Directions> Set every entry down again exactly, omitting none.

********************

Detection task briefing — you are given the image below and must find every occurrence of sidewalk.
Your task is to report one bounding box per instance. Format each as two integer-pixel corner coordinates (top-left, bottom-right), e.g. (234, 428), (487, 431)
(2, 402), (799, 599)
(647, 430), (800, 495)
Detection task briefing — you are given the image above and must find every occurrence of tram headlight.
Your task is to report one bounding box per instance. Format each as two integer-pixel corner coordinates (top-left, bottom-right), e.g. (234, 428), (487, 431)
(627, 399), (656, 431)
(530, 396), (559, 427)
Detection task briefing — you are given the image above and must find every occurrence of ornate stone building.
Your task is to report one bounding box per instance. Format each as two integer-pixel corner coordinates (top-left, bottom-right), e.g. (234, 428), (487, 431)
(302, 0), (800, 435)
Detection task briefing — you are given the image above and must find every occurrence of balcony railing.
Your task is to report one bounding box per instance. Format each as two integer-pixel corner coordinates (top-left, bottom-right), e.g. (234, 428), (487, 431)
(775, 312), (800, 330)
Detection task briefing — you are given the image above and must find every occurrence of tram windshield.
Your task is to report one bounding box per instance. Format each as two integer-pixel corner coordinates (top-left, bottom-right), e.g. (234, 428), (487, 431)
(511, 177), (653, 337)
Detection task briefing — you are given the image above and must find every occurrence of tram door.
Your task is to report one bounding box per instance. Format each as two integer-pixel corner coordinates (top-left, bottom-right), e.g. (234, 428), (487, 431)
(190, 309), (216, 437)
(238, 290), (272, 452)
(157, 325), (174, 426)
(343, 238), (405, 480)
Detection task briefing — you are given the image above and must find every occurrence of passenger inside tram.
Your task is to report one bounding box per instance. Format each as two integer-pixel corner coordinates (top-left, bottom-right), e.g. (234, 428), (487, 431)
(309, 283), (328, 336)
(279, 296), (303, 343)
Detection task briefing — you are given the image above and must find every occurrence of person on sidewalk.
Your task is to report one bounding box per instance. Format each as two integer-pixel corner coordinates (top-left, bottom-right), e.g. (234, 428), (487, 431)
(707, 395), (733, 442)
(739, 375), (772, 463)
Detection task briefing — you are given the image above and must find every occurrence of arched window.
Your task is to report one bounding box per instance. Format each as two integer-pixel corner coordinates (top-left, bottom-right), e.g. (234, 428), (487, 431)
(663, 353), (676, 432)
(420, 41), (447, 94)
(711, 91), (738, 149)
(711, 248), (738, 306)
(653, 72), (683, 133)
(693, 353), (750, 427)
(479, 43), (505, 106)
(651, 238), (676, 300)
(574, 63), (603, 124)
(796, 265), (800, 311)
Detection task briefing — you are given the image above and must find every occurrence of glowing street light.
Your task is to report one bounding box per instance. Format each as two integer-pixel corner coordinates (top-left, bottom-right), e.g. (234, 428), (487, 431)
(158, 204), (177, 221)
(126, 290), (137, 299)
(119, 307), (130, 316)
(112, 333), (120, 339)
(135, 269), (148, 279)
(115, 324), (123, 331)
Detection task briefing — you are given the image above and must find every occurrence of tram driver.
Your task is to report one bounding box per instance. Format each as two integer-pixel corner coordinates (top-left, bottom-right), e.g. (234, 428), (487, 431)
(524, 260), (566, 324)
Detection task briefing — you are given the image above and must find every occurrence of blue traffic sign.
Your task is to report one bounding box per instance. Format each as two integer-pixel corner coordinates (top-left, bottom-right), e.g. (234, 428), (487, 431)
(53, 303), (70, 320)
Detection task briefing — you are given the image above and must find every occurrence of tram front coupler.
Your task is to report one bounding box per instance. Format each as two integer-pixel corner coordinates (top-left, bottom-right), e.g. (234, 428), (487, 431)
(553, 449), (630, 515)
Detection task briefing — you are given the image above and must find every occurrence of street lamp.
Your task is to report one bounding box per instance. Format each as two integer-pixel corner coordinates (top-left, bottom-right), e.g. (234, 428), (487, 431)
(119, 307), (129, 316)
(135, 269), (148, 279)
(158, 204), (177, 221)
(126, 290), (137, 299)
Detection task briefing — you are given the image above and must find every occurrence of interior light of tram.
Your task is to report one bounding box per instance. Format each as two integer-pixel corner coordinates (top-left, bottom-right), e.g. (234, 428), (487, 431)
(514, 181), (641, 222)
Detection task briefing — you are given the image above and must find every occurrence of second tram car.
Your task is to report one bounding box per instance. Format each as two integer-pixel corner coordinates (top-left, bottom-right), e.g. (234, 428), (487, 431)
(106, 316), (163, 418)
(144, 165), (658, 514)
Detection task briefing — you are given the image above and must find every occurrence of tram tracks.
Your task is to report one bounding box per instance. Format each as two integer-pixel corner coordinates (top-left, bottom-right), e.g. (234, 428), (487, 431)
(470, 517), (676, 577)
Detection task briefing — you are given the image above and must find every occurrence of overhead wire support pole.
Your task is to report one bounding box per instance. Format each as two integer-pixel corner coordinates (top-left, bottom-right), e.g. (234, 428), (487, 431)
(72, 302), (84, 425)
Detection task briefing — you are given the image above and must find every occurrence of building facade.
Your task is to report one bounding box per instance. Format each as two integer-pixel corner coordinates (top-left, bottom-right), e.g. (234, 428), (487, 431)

********************

Response area>
Detection task briefing — you are given the image below and must find every occurrence of sidewalk.
Your task is to report one bounding box per instance. Format each as two integer-pixel corner coordinates (top-left, bottom-right), e.g. (234, 428), (487, 431)
(2, 402), (799, 599)
(647, 430), (800, 495)
Detection task briefing — you are given the image above and must find every occurrence of tram headlight.
Your task is to report one bounding box per instance. Format each as two integer-pixel corner coordinates (top-left, bottom-right), e.g. (234, 428), (487, 431)
(627, 399), (656, 431)
(530, 396), (559, 427)
Detection task briefing — you are given the image above and must find every occurrence of ornate stone building.
Your task is to report one bounding box per instance. Format each as two integer-pixel corner coordinates (top-left, bottom-right), e.g. (234, 428), (487, 431)
(302, 0), (800, 435)
Detection task briefing — you are given the image above and must find every occurrence of balcony railing.
Your task is to report one bounding box per instance. Format each as two integer-pixel corner coordinates (top-left, bottom-right), e.g. (234, 428), (487, 431)
(775, 312), (800, 330)
Detection task briefing — you are given the image above and must find every occurrence of tram windshield.
Your task is to report one bounding box per instance. Format each as two integer-pixel corner coordinates (top-left, bottom-right), e.g. (234, 428), (487, 431)
(511, 177), (653, 337)
Detection task briefing — you are given the image above and must find every occurrence of tram door.
Your task is to report one bounding box per instance. Format each as two integer-pixel corner coordinates (top-left, bottom-right), e.g. (234, 428), (487, 431)
(190, 309), (216, 437)
(238, 290), (272, 452)
(157, 325), (174, 426)
(343, 238), (405, 480)
Detection task briefing — you are given the image above and must find every occurrence of passenger inside tram.
Your task is to report one bounding box per instance. Format each as two integer-pixel corner coordinates (top-left, bottom-right), e.g. (234, 428), (487, 431)
(309, 283), (328, 336)
(279, 296), (303, 343)
Detection task briefing — you are given the image above and must find every occurrence of person on sidewalk.
Your task is to report one bounding box per instance. Format each as two integer-pixel corner coordinates (top-left, bottom-right), e.g. (234, 428), (487, 431)
(707, 395), (733, 442)
(739, 375), (772, 463)
Detection task briefing — you are given the image above and must find every occurrence of arched window.
Your task is to report one bounding box per instance. Format each as two integer-pixel corner coordinates (top-left, bottom-right), e.g. (234, 428), (487, 431)
(663, 353), (676, 432)
(420, 41), (447, 94)
(711, 91), (738, 149)
(711, 248), (738, 306)
(653, 72), (683, 133)
(693, 353), (750, 427)
(479, 43), (505, 106)
(651, 238), (676, 300)
(574, 63), (603, 124)
(796, 265), (800, 311)
Detection task briefing — you are given the image above and must find every occurrence of glowing street light.
Your task is to report one bounding box per instance. Format each as two integer-pixel corner coordinates (top-left, bottom-right), e.g. (234, 428), (487, 431)
(158, 204), (177, 221)
(126, 290), (137, 299)
(119, 307), (130, 316)
(112, 333), (120, 339)
(135, 269), (148, 279)
(115, 324), (123, 331)
Detection task briefing — you are given the image above and must find every occurrence of tram driver.
Your task is to report one bounding box per instance. Format each as two integer-pixel corner coordinates (top-left, bottom-right), e.g. (234, 428), (487, 431)
(524, 260), (566, 324)
Detection task briefing — you are given the image above and must find every occurrence of blue traffic sign.
Your task is to report one bounding box per instance. Format each as two integer-pixel corner coordinates (top-left, bottom-right), e.g. (234, 428), (487, 431)
(53, 303), (70, 320)
Detection task briefing — you are given the image above and must find every occurrence of tram front coupler.
Your task is to report one bounding box per instance. Format each as two integer-pixel corner coordinates (top-left, bottom-right), e.g. (234, 428), (487, 431)
(553, 449), (630, 515)
Detection task briefing — you are given the image above and must find every occurrence of street lamp.
Your task is to report one bounding box per instance. Format each as two integer-pixel corner coordinates (top-left, bottom-right), e.g. (234, 428), (487, 431)
(119, 307), (129, 316)
(135, 269), (148, 279)
(158, 204), (177, 221)
(126, 290), (137, 299)
Detection task briefing — you are given the image above and must find every occurrence of interior light of tram.
Your task is to report one bounding box per instance. Format each as two integer-pixel corner coordinates (top-left, bottom-right), e.g. (234, 428), (487, 431)
(514, 181), (641, 222)
Detection task briefing — you are given the image above and must find every occurrence of second tram car.
Your task is to report one bounding box per instance. Format each as two integer-pixel corner coordinates (top-left, bottom-right), e.g. (234, 428), (487, 431)
(106, 316), (163, 418)
(144, 165), (658, 514)
Detection task briefing — you are given the image above and must find every occurrence of tram tracks.
Your task is to report one bounding box per instance. Format each as two integer-pixel corner coordinates (top-left, bottom-right), e.g. (234, 428), (487, 431)
(470, 517), (676, 577)
Detection task briefing — you are given the image above and must find every occurrence of overhead wire support pole.
Your task is to report one bounding box per instance. Format each as two integer-pixel corner coordinates (top-left, bottom-right), e.g. (234, 428), (487, 431)
(72, 302), (84, 425)
Detection task briefing — you are given the image above and must find every occurrence of building facade.
Your task is to report one bounding box per instance. Format each as two integer-pixel corner coordinates (top-left, bottom-right), e.g. (234, 428), (487, 431)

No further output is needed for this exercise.